(DATA SUPPLIED)
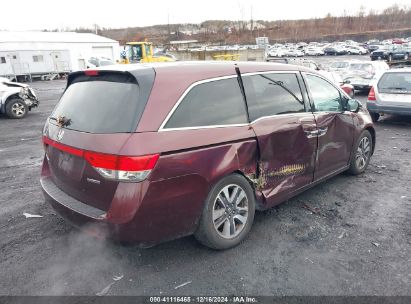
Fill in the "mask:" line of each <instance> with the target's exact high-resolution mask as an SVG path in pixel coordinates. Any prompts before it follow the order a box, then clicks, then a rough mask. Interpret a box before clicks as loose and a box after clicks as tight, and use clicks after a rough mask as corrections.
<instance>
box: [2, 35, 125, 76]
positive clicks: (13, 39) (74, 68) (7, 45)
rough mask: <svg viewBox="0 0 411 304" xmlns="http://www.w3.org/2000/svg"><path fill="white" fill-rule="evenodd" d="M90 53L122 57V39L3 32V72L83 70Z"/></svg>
mask: <svg viewBox="0 0 411 304" xmlns="http://www.w3.org/2000/svg"><path fill="white" fill-rule="evenodd" d="M90 57H106V58H109V59H111V60H113V61H116V60H119V59H120V47H119V43H118V42H117V41H115V40H112V39H108V38H105V37H102V36H98V35H95V34H90V33H73V32H0V76H14V75H32V76H36V75H45V74H50V73H63V72H71V71H77V70H82V69H84V68H86V61H87V59H89V58H90Z"/></svg>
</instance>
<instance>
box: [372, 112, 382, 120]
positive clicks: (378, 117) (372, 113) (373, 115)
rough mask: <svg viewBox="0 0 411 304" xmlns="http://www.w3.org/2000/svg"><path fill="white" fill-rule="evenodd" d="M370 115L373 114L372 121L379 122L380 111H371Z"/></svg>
mask: <svg viewBox="0 0 411 304" xmlns="http://www.w3.org/2000/svg"><path fill="white" fill-rule="evenodd" d="M370 116H371V119H372V122H377V121H378V119H379V118H380V114H378V113H371V112H370Z"/></svg>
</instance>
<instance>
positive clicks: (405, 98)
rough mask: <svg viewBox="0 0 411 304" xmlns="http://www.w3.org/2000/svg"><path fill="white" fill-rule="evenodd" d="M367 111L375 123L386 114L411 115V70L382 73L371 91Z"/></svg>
mask: <svg viewBox="0 0 411 304" xmlns="http://www.w3.org/2000/svg"><path fill="white" fill-rule="evenodd" d="M367 109H368V111H369V112H370V114H371V117H372V120H373V121H374V122H376V121H377V120H378V118H379V117H380V115H381V114H384V113H387V114H397V115H411V69H394V70H389V71H385V72H384V73H382V74H381V75H380V76H379V77H378V78H377V79H376V80H375V82H374V84H373V86H372V88H371V90H370V93H369V95H368V101H367Z"/></svg>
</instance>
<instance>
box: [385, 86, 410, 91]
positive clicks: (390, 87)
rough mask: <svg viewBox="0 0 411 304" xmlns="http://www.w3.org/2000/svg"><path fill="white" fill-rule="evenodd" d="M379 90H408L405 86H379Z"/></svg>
mask: <svg viewBox="0 0 411 304" xmlns="http://www.w3.org/2000/svg"><path fill="white" fill-rule="evenodd" d="M380 90H401V91H408V90H407V88H401V87H388V88H381V89H380Z"/></svg>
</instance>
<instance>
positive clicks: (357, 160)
mask: <svg viewBox="0 0 411 304" xmlns="http://www.w3.org/2000/svg"><path fill="white" fill-rule="evenodd" d="M372 147H373V142H372V137H371V134H370V132H369V131H367V130H364V131H363V132H362V133H361V135H360V137H359V139H358V142H357V144H356V145H355V150H354V151H353V153H352V157H351V161H350V168H349V169H348V172H349V173H351V174H353V175H359V174H361V173H363V172H364V171H365V169H367V167H368V164H369V163H370V159H371V154H372Z"/></svg>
(End DATA SUPPLIED)
Could you transcribe the records above exactly, leaving every picture out?

## [EXERCISE ANSWER]
Fill in the "mask:" line of each <instance> with the target's exact high-resolution mask as an SVG path in pixel coordinates. Any prompts before it follow the order a box, then clicks, then a rough mask. Interpret a box before clicks as loose and a box after clicks as tight, and use clicks after a rough mask as corrections.
<instance>
box: [2, 35, 125, 76]
positive clicks: (13, 39) (74, 68) (7, 45)
rough mask: <svg viewBox="0 0 411 304" xmlns="http://www.w3.org/2000/svg"><path fill="white" fill-rule="evenodd" d="M90 53L122 57V39L3 32V72L83 70Z"/></svg>
mask: <svg viewBox="0 0 411 304" xmlns="http://www.w3.org/2000/svg"><path fill="white" fill-rule="evenodd" d="M90 57H106V58H109V59H111V60H113V61H116V60H119V59H120V47H119V43H118V42H117V41H115V40H112V39H108V38H105V37H102V36H98V35H95V34H90V33H73V32H0V76H14V75H32V76H36V75H45V74H50V73H63V72H71V71H77V70H82V69H84V68H86V61H87V59H89V58H90Z"/></svg>
</instance>
<instance>
box: [372, 112, 382, 120]
positive clicks: (378, 117) (372, 113) (373, 115)
rough mask: <svg viewBox="0 0 411 304" xmlns="http://www.w3.org/2000/svg"><path fill="white" fill-rule="evenodd" d="M370 115L373 114L372 121L379 122L380 111H371Z"/></svg>
mask: <svg viewBox="0 0 411 304" xmlns="http://www.w3.org/2000/svg"><path fill="white" fill-rule="evenodd" d="M370 116H371V119H372V122H377V121H378V119H379V118H380V114H378V113H371V112H370Z"/></svg>
</instance>
<instance>
positive clicks: (405, 98)
rough mask: <svg viewBox="0 0 411 304" xmlns="http://www.w3.org/2000/svg"><path fill="white" fill-rule="evenodd" d="M367 111L375 123L386 114L411 115V70L382 73L371 91Z"/></svg>
mask: <svg viewBox="0 0 411 304" xmlns="http://www.w3.org/2000/svg"><path fill="white" fill-rule="evenodd" d="M367 109H368V111H369V112H370V114H371V117H372V120H373V121H374V122H376V121H377V120H378V118H379V117H380V115H381V114H384V113H387V114H397V115H411V69H394V70H389V71H385V72H384V73H382V74H381V75H380V76H379V77H378V78H377V79H376V80H375V82H374V84H373V86H372V88H371V90H370V93H369V95H368V101H367Z"/></svg>
</instance>
<instance>
box: [385, 86, 410, 91]
positive clicks: (390, 87)
rough mask: <svg viewBox="0 0 411 304" xmlns="http://www.w3.org/2000/svg"><path fill="white" fill-rule="evenodd" d="M379 90H408L405 86H379Z"/></svg>
mask: <svg viewBox="0 0 411 304" xmlns="http://www.w3.org/2000/svg"><path fill="white" fill-rule="evenodd" d="M380 90H401V91H408V90H407V88H401V87H388V88H381V89H380Z"/></svg>
</instance>
<instance>
positive clicks: (357, 160)
mask: <svg viewBox="0 0 411 304" xmlns="http://www.w3.org/2000/svg"><path fill="white" fill-rule="evenodd" d="M372 147H373V142H372V137H371V134H370V132H369V131H367V130H364V131H363V132H362V133H361V135H360V137H359V139H358V142H357V144H356V145H355V150H354V151H353V153H352V157H351V161H350V168H349V169H348V172H349V173H351V174H353V175H359V174H361V173H363V172H364V171H365V169H367V167H368V164H369V163H370V159H371V154H372Z"/></svg>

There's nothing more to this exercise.